What you will do | Give back the entire listing verbatim.

Records supplied |
##############################
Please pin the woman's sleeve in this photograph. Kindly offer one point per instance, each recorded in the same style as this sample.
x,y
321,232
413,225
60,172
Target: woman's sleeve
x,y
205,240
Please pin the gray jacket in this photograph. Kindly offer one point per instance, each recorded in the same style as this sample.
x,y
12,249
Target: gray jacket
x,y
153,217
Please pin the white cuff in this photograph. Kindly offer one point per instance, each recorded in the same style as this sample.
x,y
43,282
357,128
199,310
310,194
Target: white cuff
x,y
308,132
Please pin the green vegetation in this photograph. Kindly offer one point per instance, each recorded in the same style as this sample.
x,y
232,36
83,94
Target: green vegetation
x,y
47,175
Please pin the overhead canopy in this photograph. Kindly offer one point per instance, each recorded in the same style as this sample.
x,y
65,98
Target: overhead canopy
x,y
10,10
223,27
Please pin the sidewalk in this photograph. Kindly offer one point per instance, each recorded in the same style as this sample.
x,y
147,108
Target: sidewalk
##############################
Task result |
Please pin the woman's sleeve in this photograph. Kindly offer one point per instance, each recorded in the same style as this sample.
x,y
321,232
413,225
60,172
Target: woman's sleeve
x,y
205,240
Please pin the gray jacket in this photograph. Kindly offer one point per instance, each recorded in the same style as this sample.
x,y
12,249
Target: gray jacket
x,y
153,217
Please pin the white cuff in this photograph. Kindly offer one point per instance, each recorded in the same style as this sample.
x,y
43,282
357,128
199,310
310,194
Target: white cuff
x,y
308,132
Please pin the green vegetation in this photograph. Kindly offer one point per instance, each recorded in the same style as this sample.
x,y
232,36
83,94
Target: green vegetation
x,y
47,175
Please pin the overhead canopy in this photograph. Kindly offer one point per instance, each recorded in the same style as this sample.
x,y
65,98
Target: overhead canopy
x,y
10,10
223,27
Please pin the sidewalk in this photograph. Kindly offer one point per instance, each recorded in the same style as this sample.
x,y
147,108
Target: sidewalk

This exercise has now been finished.